*terms and conditions apply. No actual guarantee implied. Investments can go down as well as up. Applicants must be 18 or over. Some sequences shortened. Delivery mileage included. Goods must be returned in the original packaging within a 28 day period. May cause drowsiness. Do not operate heavy machinery. John’s Cupcakes are licensed and manufactured in the US of Ireland.
See, it’s rarely a good idea to simply cut and paste your Ts and Cs from somebody else’s website, even if it just seems like a boring, “tick box” exercise that needs completing. Just because you’ve never been burned by having bad (or no) legal agreements doesn’t make them a bad idea. And yet so many small businesses feel that this is the only way to protect themselves. As you can see above, it usually has the opposite effect, simply confusing your customer.
Geek moment – there is also a legal principle that says if you ever need to try and rely on a clause in court, any ambiguity will be interpreted against you. So you might just find that you’ve made your life harder by trying to find a shortcut.
And yet this doesn’t mean you should spend the earth and months of your life creating the best legal agreement the world has ever seen.
But working with Enlightened SMEs on a daily basis we often find ourselves having to educate clients as to the rationale for these documents. Many are resistant to spending on legal or “compliance” issues, often because (as above) they’ve never been burned.
“I operate on a handshake”, we hear often. Which is lovely, but if your clients or suppliers don’t, then you may find yourself in a pickle. Also, Coronavirus, people, please; handshakes are so 2019.
Trust us, having simple yet robust, fair, clear terms and conditions, contracts with suppliers, shareholders agreements and similar documents is a good idea. I can think of at least three reasons:
1. It makes the sales process easier and stops your sales team answering the same questions every time;
2. It makes you more attractive to investors, as they can see you take governance seriously; and
3. It might just save you thousands in legal fees or disputes down the line.

▶ Activity list:
1) In the passage on terms and conditions, how will a court treat any ambiguity in a clause you try to rely on?
2) Quote the passage on terms and conditions, beginning at the words "Geek moment –" and stopping after "never been burned.".

▶ Natural-language object grounding records:

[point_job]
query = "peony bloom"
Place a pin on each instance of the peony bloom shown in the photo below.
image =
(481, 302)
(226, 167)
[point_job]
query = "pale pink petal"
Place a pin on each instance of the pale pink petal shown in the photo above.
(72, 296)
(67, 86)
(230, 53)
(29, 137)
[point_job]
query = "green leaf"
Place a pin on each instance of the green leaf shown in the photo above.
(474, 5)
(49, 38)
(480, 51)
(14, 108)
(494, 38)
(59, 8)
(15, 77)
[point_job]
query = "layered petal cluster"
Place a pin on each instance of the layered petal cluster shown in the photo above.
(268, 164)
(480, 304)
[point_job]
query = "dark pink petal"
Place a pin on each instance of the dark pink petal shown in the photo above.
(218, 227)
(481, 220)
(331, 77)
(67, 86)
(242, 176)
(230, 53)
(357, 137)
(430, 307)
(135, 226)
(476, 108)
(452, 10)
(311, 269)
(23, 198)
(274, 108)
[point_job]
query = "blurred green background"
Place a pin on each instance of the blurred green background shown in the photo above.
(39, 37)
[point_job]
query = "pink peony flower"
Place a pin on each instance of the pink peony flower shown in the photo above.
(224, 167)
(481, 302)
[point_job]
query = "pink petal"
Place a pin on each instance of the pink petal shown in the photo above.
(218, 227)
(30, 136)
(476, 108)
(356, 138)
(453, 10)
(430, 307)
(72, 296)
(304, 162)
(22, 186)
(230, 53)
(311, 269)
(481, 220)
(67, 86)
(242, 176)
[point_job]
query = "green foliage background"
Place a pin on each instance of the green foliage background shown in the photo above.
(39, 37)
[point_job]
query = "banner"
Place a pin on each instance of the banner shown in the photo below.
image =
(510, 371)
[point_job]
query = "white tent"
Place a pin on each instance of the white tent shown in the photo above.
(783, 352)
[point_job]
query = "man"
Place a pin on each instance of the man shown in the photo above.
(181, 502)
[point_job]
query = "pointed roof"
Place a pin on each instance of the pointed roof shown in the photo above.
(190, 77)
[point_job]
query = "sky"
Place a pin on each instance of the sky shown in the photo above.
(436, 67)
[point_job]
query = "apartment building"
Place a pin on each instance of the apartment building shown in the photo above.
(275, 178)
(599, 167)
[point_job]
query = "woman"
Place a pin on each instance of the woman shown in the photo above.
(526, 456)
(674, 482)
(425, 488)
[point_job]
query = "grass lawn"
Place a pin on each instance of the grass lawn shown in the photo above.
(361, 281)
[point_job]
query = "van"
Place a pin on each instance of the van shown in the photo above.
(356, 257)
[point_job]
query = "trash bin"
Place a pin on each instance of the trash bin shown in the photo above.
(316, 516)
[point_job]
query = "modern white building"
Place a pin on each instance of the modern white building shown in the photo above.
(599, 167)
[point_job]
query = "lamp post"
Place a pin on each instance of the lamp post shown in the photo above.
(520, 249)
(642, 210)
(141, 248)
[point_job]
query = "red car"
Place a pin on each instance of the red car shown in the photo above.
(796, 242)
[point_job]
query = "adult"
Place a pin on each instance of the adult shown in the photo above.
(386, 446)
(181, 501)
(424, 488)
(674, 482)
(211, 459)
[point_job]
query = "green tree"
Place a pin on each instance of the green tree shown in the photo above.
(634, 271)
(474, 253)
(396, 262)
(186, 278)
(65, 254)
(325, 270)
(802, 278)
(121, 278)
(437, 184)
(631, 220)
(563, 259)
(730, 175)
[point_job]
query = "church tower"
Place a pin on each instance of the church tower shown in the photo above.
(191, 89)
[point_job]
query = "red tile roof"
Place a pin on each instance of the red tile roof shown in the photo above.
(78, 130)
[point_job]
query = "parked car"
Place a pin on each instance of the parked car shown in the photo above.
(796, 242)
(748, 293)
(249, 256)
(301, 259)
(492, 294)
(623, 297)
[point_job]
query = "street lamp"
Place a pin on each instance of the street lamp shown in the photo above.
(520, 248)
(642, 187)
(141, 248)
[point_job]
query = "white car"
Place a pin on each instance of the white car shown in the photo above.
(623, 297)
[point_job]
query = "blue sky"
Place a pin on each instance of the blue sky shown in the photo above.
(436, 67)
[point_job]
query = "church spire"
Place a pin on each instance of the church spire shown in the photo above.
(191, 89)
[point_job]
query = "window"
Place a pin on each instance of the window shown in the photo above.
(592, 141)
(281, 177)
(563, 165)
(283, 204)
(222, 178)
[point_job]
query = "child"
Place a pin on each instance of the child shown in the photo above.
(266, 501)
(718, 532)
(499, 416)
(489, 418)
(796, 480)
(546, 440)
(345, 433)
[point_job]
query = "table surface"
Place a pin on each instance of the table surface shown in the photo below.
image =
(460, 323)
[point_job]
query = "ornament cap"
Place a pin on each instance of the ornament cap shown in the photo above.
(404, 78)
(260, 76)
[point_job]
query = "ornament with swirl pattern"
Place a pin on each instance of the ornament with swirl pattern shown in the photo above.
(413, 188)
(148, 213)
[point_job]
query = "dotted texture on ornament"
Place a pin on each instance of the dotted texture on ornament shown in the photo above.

▶ Solutions to the tasks:
1) Any ambiguity will be interpreted against you.

2)
Geek moment – there is also a legal principle that says if you ever need to try and rely on a clause in court, any ambiguity will be interpreted against you. So you might just find that you’ve made your life harder by trying to find a shortcut.
And yet this doesn’t mean you should spend the earth and months of your life creating the best legal agreement the world has ever seen.
But working with Enlightened SMEs on a daily basis we often find ourselves having to educate clients as to the rationale for these documents. Many are resistant to spending on legal or “compliance” issues, often because (as above) they’ve never been burned.